→ Raw data
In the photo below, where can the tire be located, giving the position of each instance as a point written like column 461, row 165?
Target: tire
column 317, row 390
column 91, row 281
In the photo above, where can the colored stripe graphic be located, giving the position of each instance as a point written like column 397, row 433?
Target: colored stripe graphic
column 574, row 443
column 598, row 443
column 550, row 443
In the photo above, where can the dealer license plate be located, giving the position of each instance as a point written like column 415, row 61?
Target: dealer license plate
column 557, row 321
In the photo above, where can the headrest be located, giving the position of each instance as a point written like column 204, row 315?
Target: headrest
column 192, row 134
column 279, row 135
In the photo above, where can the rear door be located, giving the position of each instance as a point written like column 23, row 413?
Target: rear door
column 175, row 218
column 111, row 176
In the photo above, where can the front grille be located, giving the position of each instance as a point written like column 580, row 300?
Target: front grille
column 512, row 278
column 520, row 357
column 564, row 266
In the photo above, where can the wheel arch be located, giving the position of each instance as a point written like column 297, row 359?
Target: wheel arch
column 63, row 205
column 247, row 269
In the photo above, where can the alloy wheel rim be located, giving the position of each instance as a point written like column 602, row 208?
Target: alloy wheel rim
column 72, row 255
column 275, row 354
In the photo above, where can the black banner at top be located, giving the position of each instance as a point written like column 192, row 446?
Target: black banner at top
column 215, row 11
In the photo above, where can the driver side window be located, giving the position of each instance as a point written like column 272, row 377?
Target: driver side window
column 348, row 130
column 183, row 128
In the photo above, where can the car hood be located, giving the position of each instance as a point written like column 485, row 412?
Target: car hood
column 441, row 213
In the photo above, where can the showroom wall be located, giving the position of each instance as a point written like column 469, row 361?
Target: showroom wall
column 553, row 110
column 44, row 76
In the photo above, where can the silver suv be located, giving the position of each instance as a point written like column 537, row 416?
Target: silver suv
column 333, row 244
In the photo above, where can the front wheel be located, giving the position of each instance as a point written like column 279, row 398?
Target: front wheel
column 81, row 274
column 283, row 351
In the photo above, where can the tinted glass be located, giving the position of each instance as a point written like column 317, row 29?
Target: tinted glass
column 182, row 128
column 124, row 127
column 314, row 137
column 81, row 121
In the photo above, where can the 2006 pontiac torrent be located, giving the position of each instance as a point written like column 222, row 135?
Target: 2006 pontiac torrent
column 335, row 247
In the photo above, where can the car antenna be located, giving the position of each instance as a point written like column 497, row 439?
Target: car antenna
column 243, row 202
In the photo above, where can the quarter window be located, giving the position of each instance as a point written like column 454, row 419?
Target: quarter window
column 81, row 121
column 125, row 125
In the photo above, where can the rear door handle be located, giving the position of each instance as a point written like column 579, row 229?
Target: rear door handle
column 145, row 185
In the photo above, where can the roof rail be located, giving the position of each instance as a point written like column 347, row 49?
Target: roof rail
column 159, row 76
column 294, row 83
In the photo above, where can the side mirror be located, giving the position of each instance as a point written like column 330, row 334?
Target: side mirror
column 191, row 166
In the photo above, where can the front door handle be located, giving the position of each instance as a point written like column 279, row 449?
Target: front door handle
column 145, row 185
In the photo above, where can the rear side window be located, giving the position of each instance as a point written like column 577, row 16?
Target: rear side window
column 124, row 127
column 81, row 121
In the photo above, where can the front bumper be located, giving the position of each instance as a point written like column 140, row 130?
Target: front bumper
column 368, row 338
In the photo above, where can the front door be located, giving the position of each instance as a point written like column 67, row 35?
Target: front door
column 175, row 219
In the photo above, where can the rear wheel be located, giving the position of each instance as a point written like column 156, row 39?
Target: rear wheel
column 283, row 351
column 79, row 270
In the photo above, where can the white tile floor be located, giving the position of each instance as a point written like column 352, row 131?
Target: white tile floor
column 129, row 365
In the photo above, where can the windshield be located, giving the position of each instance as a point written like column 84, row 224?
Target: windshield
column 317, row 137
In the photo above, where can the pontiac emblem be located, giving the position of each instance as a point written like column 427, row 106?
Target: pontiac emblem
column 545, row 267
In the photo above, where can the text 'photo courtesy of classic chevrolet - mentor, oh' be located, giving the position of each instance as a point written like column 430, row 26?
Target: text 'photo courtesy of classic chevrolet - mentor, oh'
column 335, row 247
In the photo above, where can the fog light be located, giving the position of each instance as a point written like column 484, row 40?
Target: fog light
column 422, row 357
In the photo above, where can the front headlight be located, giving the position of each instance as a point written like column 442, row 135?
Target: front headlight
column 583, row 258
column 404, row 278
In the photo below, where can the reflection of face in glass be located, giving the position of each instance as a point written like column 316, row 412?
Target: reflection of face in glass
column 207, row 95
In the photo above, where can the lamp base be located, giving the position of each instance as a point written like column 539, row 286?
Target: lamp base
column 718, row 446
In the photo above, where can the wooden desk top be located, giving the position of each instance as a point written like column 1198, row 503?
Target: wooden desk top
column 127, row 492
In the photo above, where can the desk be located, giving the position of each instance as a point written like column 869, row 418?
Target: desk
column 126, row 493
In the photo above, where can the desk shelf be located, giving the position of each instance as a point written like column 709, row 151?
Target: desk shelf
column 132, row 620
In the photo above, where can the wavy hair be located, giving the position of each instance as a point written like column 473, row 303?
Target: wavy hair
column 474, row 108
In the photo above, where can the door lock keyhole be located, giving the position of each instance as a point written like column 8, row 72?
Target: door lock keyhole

→ Work to complete
Could you output all of the data above again, line for line, with no changes?

→ Complete output
In the photo below, where can the tire be located, giving the position of each instance as a point written like column 461, row 165?
Target: tire
column 317, row 390
column 91, row 281
In the photo above, where can the colored stripe graphic be located, giving the position of each instance as a point written like column 397, row 433?
Target: colored stripe graphic
column 574, row 443
column 598, row 443
column 550, row 443
In the photo above, where can the dealer license plate be located, giving the position of each instance as a point written like column 415, row 61?
Target: dealer license plate
column 557, row 321
In the photo above, where can the headrest be located, giving the position of each instance as a point written like column 204, row 315?
Target: headrest
column 192, row 134
column 279, row 135
In the photo above, where can the rear door be located, giving the position of each instance as a point written like column 23, row 413?
Target: rear door
column 175, row 218
column 111, row 176
In the photo above, where can the front grille be located, giving the position of each instance as a point written like column 580, row 300?
Target: front grille
column 512, row 278
column 520, row 357
column 564, row 266
In the photo above, where can the wheel arch be located, giving the position of each instance as a point written like column 297, row 359?
Target: wheel arch
column 63, row 205
column 247, row 269
In the photo above, where can the alloy wheel rim be located, giving the position of each instance as a point written like column 602, row 208?
Target: alloy wheel rim
column 72, row 255
column 275, row 354
In the photo above, where can the black banner at top be located, giving the position of each instance as a point written like column 192, row 446?
Target: black banner at top
column 215, row 11
In the photo above, where can the driver side window be located, giving the position of each instance as a point written like column 272, row 377?
Target: driver side window
column 348, row 130
column 183, row 128
In the photo above, where can the car hood be located, giving the position of each instance as a point written like column 485, row 412?
Target: car hood
column 441, row 213
In the photo above, where can the showroom wall be located, giving the position of each instance as a point written like column 469, row 361?
Target: showroom wall
column 553, row 110
column 44, row 76
In the photo above, where can the silver suv be located, giving the position of each instance as a point written like column 537, row 416?
Target: silver suv
column 333, row 244
In the photo above, where can the front wheel be located, giving the position of each instance as a point written like column 279, row 398?
Target: front wheel
column 81, row 274
column 283, row 351
In the photo above, where can the tinted glass be located, giving the position of each instance as a point written like column 317, row 29?
Target: tinted glass
column 182, row 128
column 124, row 127
column 314, row 137
column 81, row 121
In the photo above, where can the 2006 pontiac torrent be located, giving the position of each instance as a point written like column 222, row 135?
Target: 2006 pontiac torrent
column 335, row 247
In the photo above, where can the car antenna be located, giving the position of each instance as a point written like column 497, row 439?
Target: car antenna
column 243, row 202
In the photo above, where can the quarter window be located, giving the position of each instance as a point written like column 454, row 419?
Target: quarter window
column 81, row 121
column 125, row 125
In the photo above, where can the rear door handle be located, giving the position of each instance as a point written like column 579, row 229?
Target: rear door handle
column 145, row 185
In the photo above, where can the roof rail be located, giving the position of each instance as a point written like column 347, row 49?
Target: roof rail
column 159, row 76
column 294, row 83
In the photo above, where can the side mirror be located, giving the position of each instance as a point written like column 330, row 334?
Target: side mirror
column 191, row 166
In the photo above, where can the front door handle be located, giving the position of each instance as a point written like column 279, row 449?
Target: front door handle
column 145, row 185
In the photo above, where can the rear side window be located, giving the position of each instance as a point written like column 577, row 16?
Target: rear side window
column 124, row 127
column 81, row 121
In the photo above, where can the front bumper be located, giving the position of each instance as a point written like column 140, row 130?
Target: front bumper
column 368, row 338
In the photo above, where can the front door be located, giving the position of each instance as a point written like column 67, row 35?
Target: front door
column 175, row 219
In the photo above, where can the rear wheel be located, giving the position of each instance as a point written like column 156, row 39?
Target: rear wheel
column 283, row 351
column 79, row 270
In the photo above, where can the white tile floor be located, giving the position of each instance as a point written like column 352, row 131?
Target: white tile floor
column 129, row 365
In the photo above, where can the windshield be located, giving the position of each instance as a point written like column 84, row 224?
Target: windshield
column 317, row 137
In the photo above, where can the pontiac emblem be located, giving the position of each instance as a point written like column 427, row 106?
Target: pontiac emblem
column 545, row 267
In the photo above, where can the text 'photo courtesy of classic chevrolet - mentor, oh' be located, giving the position of each instance as a point written like column 430, row 26?
Target: text 'photo courtesy of classic chevrolet - mentor, oh'
column 335, row 247
In the photo above, where can the fog light be located, giving the position of each instance as a point written like column 484, row 40?
Target: fog light
column 422, row 357
In the photo above, where can the front headlight be located, giving the position of each instance as a point written like column 442, row 135?
Target: front headlight
column 583, row 258
column 404, row 278
In the photo below, where can the reflection of face in glass be located, giving the position of each instance as a point written like column 316, row 412?
Target: reflection of face in glass
column 207, row 95
In the photo above, where can the lamp base be located, giving the position of each instance as a point written like column 539, row 286?
Target: lamp base
column 718, row 446
In the photo above, where can the wooden desk top be located, giving the position of each instance as a point written like column 1198, row 503?
Target: wooden desk top
column 127, row 492
In the photo above, where can the desk be located, giving the position of each instance as a point written like column 869, row 418?
Target: desk
column 126, row 493
In the photo above, where can the desk shelf be located, giving the position of each instance as a point written like column 709, row 151?
Target: desk shelf
column 132, row 620
In the photo above, where can the wavy hair be located, giving the position of each instance as a point written like column 473, row 303?
Target: wavy hair
column 474, row 108
In the photo above, where can the door lock keyhole be located, giving the position of each instance as a point written like column 8, row 72?
Target: door lock keyhole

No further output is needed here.